**Page excerpt:**
+ + + + + + +
Pretty Good Identity?


: Well, in some cases there is: I don't want anyone else using my credit
: card;

It's not our card, we're just one person who has been issued with it by a
third party (the card owner). How we speak about such is important:
conflating things and references to things may cause philosofiscal distress.
For example if we cancel our card, do we want to cancel the account? If we
have a credit card we are already known to be us by that third party. Which
we we are, or were, at transaction time is another matter. And the card
itself isn't important (it's just a token, easily broken). Access to the
account the card references is what matters. Proving that the entity
operating over the account via a card reference at any given transaction is
indeed one of the us's intended by the real card owning third party is very
difficult and how much work you or we want to expend on verifiying the
operator will depend on an what risk levels are considred acceptable.
Identity is not a sure thing.


: > I am pretty sure that danbri's stuff uses mailto: and web pages as
: > "tags" for a person. If you add a date to a statement then you can
: > say "{mailto:charlesn@sunrise.srl.rmit.edu.au in december 1997}
: > refers to {mailto:charles@w3.org in December 2000}" and then
: > that either of those is the same as ...
:
: Yes: this is the Ontology and Logical layer that I was talking about.

An ontology and logical layer is just gravy. What's needed is a social and
legal framework that can be adequately melded with a computer system.
+ + + + + + +
**Available records:**
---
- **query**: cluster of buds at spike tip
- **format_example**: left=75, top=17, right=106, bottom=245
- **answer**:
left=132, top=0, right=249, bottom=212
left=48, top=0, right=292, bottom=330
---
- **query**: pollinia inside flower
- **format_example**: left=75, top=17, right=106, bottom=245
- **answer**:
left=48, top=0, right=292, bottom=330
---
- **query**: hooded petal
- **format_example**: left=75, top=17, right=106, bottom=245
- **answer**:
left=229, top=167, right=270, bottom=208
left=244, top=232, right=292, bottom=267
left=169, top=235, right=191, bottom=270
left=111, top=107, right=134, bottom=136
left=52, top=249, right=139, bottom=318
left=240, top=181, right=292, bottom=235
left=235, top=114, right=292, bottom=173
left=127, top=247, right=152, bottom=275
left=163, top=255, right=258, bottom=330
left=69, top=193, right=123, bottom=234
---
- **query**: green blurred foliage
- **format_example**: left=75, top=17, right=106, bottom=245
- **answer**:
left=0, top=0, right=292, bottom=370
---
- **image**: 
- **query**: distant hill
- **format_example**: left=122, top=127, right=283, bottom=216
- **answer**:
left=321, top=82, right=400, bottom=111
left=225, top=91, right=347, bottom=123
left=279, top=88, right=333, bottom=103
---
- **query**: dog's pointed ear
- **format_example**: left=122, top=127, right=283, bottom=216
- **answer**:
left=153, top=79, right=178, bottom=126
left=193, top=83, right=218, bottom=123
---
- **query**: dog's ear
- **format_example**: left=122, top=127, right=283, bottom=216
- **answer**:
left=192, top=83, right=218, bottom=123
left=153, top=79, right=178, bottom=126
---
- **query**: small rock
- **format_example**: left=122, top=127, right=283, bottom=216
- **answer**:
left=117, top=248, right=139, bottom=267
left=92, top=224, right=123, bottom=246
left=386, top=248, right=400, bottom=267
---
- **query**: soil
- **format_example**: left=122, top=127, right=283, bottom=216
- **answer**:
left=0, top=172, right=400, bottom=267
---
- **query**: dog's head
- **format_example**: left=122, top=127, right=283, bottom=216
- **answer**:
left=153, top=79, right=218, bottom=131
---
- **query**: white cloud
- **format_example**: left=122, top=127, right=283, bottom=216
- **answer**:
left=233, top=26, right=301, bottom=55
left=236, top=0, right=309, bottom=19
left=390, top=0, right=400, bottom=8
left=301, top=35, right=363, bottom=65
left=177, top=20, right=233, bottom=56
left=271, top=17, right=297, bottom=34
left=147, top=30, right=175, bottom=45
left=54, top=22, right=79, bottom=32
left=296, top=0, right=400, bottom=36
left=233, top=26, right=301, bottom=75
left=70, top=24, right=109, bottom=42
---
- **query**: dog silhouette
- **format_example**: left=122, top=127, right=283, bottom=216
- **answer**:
+ + + + + + +
**Actions to take:**
1. Reproduce the passage on identity, starting at "For example if" and ending at "are considred acceptable.", switching "token" to "marker".
2. Render the entries as a numbered list without blank lines, starting at the top of the entries and ending at the line that contains "left=153, top=79, right=218, bottom=131".

**Set of answers:**
1.
For example if we cancel our card, do we want to cancel the account? If we
have a credit card we are already known to be us by that third party. Which
we we are, or were, at transaction time is another matter. And the card
itself isn't important (it's just a marker, easily broken). Access to the
account the card references is what matters. Proving that the entity
operating over the account via a card reference at any given transaction is
indeed one of the us's intended by the real card owning third party is very
difficult and how much work you or we want to expend on verifiying the
operator will depend on an what risk levels are considred acceptable.

2.
1. ---
2. - **query**: cluster of buds at spike tip
3. - **format_example**: left=75, top=17, right=106, bottom=245
4. - **answer**:
5. left=132, top=0, right=249, bottom=212
6. left=48, top=0, right=292, bottom=330
7. ---
8. - **query**: pollinia inside flower
9. - **format_example**: left=75, top=17, right=106, bottom=245
10. - **answer**:
11. left=48, top=0, right=292, bottom=330
12. ---
13. - **query**: hooded petal
14. - **format_example**: left=75, top=17, right=106, bottom=245
15. - **answer**:
16. left=229, top=167, right=270, bottom=208
17. left=244, top=232, right=292, bottom=267
18. left=169, top=235, right=191, bottom=270
19. left=111, top=107, right=134, bottom=136
20. left=52, top=249, right=139, bottom=318
21. left=240, top=181, right=292, bottom=235
22. left=235, top=114, right=292, bottom=173
23. left=127, top=247, right=152, bottom=275
24. left=163, top=255, right=258, bottom=330
25. left=69, top=193, right=123, bottom=234
26. ---
27. - **query**: green blurred foliage
28. - **format_example**: left=75, top=17, right=106, bottom=245
29. - **answer**:
30. left=0, top=0, right=292, bottom=370
31. ---
32. - **image**: 
33. - **query**: distant hill
34. - **format_example**: left=122, top=127, right=283, bottom=216
35. - **answer**:
36. left=321, top=82, right=400, bottom=111
37. left=225, top=91, right=347, bottom=123
38. left=279, top=88, right=333, bottom=103
39. ---
40. - **query**: dog's pointed ear
41. - **format_example**: left=122, top=127, right=283, bottom=216
42. - **answer**:
43. left=153, top=79, right=178, bottom=126
44. left=193, top=83, right=218, bottom=123
45. ---
46. - **query**: dog's ear
47. - **format_example**: left=122, top=127, right=283, bottom=216
48. - **answer**:
49. left=192, top=83, right=218, bottom=123
50. left=153, top=79, right=178, bottom=126
51. ---
52. - **query**: small rock
53. - **format_example**: left=122, top=127, right=283, bottom=216
54. - **answer**:
55. left=117, top=248, right=139, bottom=267
56. left=92, top=224, right=123, bottom=246
57. left=386, top=248, right=400, bottom=267
58. ---
59. - **query**: soil
60. - **format_example**: left=122, top=127, right=283, bottom=216
61. - **answer**:
62. left=0, top=172, right=400, bottom=267
63. ---
64. - **query**: dog's head
65. - **format_example**: left=122, top=127, right=283, bottom=216
66. - **answer**:
67. left=153, top=79, right=218, bottom=131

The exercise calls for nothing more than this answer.